### Reading passage

------------------------

Scrotal Swellings & Testicular Tumours
Surgery · Urology · lean revision notes
Scrotal Swellings & Testicular Tumours
Scrotal swellings are a bread-and-butter clinical examination topic and a recurring NEET PG favourite. The single most important first step is to decide whether you can get above the swelling (intra-scrotal) or cannot get above it (inguino-scrotal). This one question separates a hydrocele/epididymal cyst/tumour from an inguinal hernia or a congenital hydrocele.
Clinical approach: the "get above it" rule
The examiner's mantra: examine the lump, the cord, and the opposite side, then characterise by transillumination, fluctuation, and relation to the testis.
Stepwise approach: Can I get above the swelling? → No → think hernia (reducible, cough impulse, bowel sounds) or congenital/infantile hydrocele → Yes → Is it separate from the testis? → Yes, separate & cystic → epididymal cyst / spermatocele → No, testis is part of the swelling → Is it transilluminant? → Yes → hydrocele → No (solid, opaque) → testicular tumour / haematocele / chronic pyocele.

------------------------

[Photo-based referring expression data]
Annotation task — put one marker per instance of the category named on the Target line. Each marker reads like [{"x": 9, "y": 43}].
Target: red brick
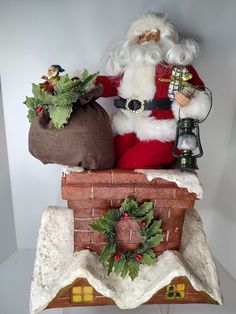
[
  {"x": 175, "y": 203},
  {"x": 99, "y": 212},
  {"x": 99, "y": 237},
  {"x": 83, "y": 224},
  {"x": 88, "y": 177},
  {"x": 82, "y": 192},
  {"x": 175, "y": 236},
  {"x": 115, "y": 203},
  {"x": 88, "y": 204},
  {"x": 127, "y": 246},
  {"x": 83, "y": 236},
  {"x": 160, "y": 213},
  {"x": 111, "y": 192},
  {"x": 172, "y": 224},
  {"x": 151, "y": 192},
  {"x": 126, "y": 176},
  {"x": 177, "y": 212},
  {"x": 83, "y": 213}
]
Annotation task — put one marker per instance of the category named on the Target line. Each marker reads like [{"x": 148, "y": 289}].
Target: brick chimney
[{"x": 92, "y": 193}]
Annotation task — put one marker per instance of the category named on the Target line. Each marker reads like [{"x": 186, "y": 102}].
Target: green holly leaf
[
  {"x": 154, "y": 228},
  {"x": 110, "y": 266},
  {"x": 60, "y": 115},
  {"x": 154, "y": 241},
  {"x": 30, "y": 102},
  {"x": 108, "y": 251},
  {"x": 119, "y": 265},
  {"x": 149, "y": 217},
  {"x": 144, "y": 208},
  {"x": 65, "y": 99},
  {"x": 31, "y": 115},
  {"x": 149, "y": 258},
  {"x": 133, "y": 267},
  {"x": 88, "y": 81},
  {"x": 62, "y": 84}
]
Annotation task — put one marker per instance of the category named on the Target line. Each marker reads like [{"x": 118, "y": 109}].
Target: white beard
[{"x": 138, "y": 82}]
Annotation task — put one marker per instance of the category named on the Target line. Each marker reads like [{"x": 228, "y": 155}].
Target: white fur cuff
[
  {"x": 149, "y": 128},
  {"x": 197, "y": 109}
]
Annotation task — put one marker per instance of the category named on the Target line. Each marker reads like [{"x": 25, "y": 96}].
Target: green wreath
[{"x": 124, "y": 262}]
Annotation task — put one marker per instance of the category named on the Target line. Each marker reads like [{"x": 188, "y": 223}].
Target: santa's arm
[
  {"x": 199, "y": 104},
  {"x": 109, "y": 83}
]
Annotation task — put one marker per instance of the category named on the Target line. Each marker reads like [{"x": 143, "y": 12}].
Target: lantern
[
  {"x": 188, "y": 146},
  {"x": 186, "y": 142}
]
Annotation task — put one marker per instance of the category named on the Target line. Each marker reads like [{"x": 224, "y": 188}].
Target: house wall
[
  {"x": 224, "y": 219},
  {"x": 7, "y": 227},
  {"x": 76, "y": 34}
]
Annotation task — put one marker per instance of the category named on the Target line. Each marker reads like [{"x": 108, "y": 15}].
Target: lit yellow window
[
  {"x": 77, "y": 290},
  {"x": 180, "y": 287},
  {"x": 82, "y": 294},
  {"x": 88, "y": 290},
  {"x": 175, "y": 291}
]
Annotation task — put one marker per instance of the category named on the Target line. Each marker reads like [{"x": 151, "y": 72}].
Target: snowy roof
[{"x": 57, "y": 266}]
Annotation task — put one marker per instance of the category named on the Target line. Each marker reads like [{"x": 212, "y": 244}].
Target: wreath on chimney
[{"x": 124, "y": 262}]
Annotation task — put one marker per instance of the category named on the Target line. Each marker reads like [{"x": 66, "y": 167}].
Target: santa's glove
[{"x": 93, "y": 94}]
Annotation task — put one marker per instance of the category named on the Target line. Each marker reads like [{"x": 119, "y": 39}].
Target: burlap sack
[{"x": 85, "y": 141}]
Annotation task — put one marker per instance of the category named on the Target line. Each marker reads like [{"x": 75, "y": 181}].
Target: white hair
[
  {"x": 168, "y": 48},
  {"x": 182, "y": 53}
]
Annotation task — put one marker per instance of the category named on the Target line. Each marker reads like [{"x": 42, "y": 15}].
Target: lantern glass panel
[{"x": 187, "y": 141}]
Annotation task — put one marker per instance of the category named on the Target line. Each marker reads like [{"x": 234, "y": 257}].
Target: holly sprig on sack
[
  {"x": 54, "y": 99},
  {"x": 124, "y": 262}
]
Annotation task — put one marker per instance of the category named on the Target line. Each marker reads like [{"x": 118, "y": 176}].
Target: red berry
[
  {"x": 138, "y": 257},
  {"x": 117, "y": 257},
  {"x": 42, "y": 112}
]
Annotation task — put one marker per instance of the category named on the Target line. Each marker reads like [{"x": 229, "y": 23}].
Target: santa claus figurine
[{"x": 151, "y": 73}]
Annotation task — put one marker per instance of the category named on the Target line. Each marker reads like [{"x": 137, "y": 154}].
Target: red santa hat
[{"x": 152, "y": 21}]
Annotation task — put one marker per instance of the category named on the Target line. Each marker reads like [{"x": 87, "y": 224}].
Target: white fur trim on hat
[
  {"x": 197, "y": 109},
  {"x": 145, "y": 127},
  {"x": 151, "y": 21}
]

------------------------

### What you are asked to do
From the revision notes on scrotal swellings, repeat the stretch from "Stepwise approach: Can" through "haematocele / chronic pyocele." word for word.

### Answer to this task
Stepwise approach: Can I get above the swelling? → No → think hernia (reducible, cough impulse, bowel sounds) or congenital/infantile hydrocele → Yes → Is it separate from the testis? → Yes, separate & cystic → epididymal cyst / spermatocele → No, testis is part of the swelling → Is it transilluminant? → Yes → hydrocele → No (solid, opaque) → testicular tumour / haematocele / chronic pyocele.